Start Stored rows
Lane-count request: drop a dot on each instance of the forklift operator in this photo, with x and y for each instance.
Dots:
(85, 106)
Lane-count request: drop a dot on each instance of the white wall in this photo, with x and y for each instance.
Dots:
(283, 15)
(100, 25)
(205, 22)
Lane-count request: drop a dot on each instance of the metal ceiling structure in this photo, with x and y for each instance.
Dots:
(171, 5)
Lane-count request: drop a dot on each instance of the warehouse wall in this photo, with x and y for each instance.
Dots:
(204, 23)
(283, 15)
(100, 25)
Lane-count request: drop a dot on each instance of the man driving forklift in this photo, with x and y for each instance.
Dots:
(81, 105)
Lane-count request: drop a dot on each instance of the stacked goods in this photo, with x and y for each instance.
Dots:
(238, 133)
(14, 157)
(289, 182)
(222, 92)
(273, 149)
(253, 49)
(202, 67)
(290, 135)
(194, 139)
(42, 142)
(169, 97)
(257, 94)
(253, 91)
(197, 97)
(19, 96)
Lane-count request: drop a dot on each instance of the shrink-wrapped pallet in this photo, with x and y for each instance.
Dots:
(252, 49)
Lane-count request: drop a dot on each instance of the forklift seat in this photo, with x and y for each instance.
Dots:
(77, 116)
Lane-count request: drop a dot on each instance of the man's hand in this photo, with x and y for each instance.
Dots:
End Stored rows
● Given problem: Rewrite the rows above, swapping "drop a dot on" for "place a dot on" everywhere it appears and keeping everything else the same.

● Task result:
Lane-count request: place a dot on each instance of the forklift operator in this photo, with x and y for each instance.
Dots:
(85, 106)
Lane-count request: place a dot on each instance of the white wall in this photo, with x and y for each instance.
Dots:
(283, 15)
(100, 25)
(205, 22)
Lane-count request: place a dot on each instance of the metal ceiling structure in this photo, with x and y for each instance.
Dots:
(171, 5)
Lane-count request: place a dot on each instance of the warehouse wall in this photo, with x and y for each instance.
Dots:
(204, 23)
(283, 15)
(100, 25)
Lane-count request: place a dot on each instance of the man driving forklift in this photo, with x and y for each instance.
Dots:
(81, 105)
Lane-count request: place a dot on each instance of the stacked goods in this photo, with x and y for each instance.
Dots:
(238, 133)
(14, 157)
(289, 182)
(222, 92)
(273, 149)
(253, 49)
(202, 67)
(290, 135)
(194, 139)
(42, 142)
(169, 97)
(257, 94)
(253, 91)
(197, 97)
(19, 96)
Lane-count request: place a dot on each instance of the shrink-wrapped pallet in this photo, with x and y for each instance.
Dots:
(252, 49)
Lane-count request: place a dot on each instance of the forklift seat in this photo, with x and y for each instance.
Dots:
(77, 116)
Lane-count request: place a dot on each instance of the man's hand in this photo, with x and y for each instance.
Dots:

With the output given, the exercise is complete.